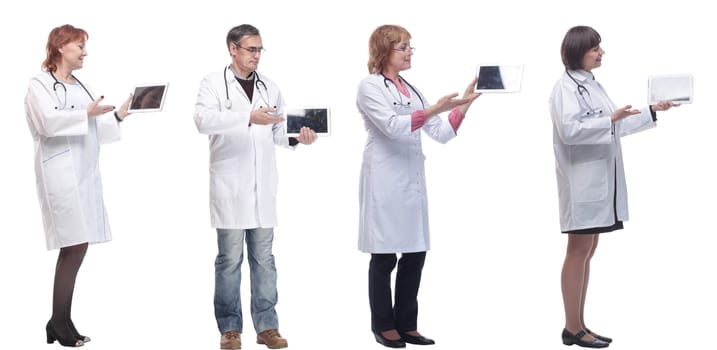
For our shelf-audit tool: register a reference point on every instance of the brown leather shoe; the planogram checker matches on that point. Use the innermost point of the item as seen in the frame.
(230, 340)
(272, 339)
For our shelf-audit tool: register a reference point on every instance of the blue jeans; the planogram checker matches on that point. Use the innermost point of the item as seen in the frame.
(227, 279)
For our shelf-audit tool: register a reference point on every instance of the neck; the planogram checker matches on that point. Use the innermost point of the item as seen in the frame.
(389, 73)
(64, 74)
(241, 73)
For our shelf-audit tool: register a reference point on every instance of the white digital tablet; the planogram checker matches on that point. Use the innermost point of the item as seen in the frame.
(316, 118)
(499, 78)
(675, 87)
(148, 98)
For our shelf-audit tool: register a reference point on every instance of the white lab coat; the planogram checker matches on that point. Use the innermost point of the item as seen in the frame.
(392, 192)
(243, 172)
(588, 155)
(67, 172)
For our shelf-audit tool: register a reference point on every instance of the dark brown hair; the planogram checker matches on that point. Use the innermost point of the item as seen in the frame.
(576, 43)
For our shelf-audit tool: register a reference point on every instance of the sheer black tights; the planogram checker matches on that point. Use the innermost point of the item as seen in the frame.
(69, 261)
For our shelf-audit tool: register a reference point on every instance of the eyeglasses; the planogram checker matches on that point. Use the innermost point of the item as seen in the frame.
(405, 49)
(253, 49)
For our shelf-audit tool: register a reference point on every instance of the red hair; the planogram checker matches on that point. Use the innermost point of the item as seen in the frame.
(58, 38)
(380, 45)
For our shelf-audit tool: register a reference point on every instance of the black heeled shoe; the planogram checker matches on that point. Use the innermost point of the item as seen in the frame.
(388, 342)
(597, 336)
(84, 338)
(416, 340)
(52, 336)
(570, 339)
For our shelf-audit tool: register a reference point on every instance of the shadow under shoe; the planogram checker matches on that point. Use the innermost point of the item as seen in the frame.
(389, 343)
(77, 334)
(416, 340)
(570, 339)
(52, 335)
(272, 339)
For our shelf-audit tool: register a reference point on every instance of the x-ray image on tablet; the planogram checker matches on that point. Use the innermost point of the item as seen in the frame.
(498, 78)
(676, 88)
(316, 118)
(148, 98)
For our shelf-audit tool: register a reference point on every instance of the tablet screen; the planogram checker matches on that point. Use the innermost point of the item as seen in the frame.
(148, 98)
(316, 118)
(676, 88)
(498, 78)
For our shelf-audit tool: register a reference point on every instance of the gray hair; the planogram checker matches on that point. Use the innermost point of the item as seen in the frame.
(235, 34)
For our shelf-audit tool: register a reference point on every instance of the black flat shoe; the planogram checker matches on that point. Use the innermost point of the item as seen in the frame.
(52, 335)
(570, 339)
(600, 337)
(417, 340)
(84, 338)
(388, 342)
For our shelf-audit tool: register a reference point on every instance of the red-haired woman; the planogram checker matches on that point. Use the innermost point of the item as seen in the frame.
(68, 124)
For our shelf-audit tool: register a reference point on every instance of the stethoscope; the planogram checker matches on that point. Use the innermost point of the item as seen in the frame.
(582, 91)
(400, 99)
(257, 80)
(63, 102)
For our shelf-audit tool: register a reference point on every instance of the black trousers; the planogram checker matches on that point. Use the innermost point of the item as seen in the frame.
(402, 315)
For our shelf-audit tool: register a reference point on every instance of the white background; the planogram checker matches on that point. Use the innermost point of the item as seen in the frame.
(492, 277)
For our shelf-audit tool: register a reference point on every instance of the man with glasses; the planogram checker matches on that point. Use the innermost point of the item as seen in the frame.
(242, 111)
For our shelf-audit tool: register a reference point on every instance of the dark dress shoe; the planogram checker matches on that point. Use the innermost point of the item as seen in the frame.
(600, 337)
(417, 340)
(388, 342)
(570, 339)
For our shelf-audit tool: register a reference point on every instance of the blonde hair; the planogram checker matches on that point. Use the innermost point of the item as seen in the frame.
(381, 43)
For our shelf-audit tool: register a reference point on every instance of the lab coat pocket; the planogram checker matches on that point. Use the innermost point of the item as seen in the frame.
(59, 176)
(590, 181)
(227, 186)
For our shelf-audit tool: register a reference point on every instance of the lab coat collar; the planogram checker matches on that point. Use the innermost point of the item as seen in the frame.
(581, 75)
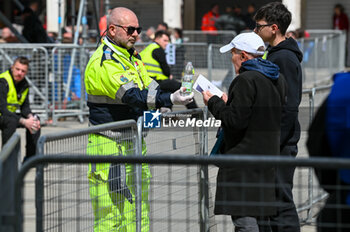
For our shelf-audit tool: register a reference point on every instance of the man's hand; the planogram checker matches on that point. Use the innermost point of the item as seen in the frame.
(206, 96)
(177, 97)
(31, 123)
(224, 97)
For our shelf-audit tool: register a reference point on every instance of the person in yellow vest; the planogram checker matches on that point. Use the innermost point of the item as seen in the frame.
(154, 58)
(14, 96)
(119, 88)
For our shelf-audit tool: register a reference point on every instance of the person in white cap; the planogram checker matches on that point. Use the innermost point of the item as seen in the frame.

--

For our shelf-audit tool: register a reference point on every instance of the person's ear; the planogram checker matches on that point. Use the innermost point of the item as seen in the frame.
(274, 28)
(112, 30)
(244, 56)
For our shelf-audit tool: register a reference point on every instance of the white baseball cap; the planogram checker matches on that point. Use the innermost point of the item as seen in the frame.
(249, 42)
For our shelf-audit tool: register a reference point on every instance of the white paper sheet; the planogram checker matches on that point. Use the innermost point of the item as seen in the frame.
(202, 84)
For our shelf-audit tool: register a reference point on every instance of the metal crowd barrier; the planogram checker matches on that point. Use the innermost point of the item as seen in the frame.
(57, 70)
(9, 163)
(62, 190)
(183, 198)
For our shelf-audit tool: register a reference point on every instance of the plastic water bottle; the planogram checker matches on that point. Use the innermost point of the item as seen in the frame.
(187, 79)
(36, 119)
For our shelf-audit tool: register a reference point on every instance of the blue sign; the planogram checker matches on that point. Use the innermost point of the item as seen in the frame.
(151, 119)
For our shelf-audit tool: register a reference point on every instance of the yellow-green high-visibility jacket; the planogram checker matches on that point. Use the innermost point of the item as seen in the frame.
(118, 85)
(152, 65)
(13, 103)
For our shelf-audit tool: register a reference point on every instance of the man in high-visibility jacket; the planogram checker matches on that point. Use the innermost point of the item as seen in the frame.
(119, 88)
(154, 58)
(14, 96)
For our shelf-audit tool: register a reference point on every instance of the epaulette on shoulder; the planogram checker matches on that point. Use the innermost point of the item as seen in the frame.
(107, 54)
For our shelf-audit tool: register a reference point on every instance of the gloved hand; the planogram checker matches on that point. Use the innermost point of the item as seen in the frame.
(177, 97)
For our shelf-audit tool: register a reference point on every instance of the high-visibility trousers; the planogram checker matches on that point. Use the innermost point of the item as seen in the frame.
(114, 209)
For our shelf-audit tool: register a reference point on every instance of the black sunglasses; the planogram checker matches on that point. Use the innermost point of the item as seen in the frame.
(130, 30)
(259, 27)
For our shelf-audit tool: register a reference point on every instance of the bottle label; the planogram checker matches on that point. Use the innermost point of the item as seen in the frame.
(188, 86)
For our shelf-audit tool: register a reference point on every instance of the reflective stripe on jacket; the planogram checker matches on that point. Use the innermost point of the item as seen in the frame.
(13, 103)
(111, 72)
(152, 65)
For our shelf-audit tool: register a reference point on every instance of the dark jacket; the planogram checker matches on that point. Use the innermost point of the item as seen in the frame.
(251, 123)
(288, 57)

• _DIRECTION_:
Pick out each line of the data above that contains the string "bottle", and copy it. Matching is case-sensitive.

• _EXPECTED ANSWER_:
For our shelf-audit tool: register a reference point on every instance of the plastic water bottle; the planogram checker matches on that point. Use the innermost point of the item as seen in the frame.
For our shelf-audit tool: register a reference point on every instance of the bottle label; the planogram checker matches on that point. Use the innermost point of the item as seen in the frame.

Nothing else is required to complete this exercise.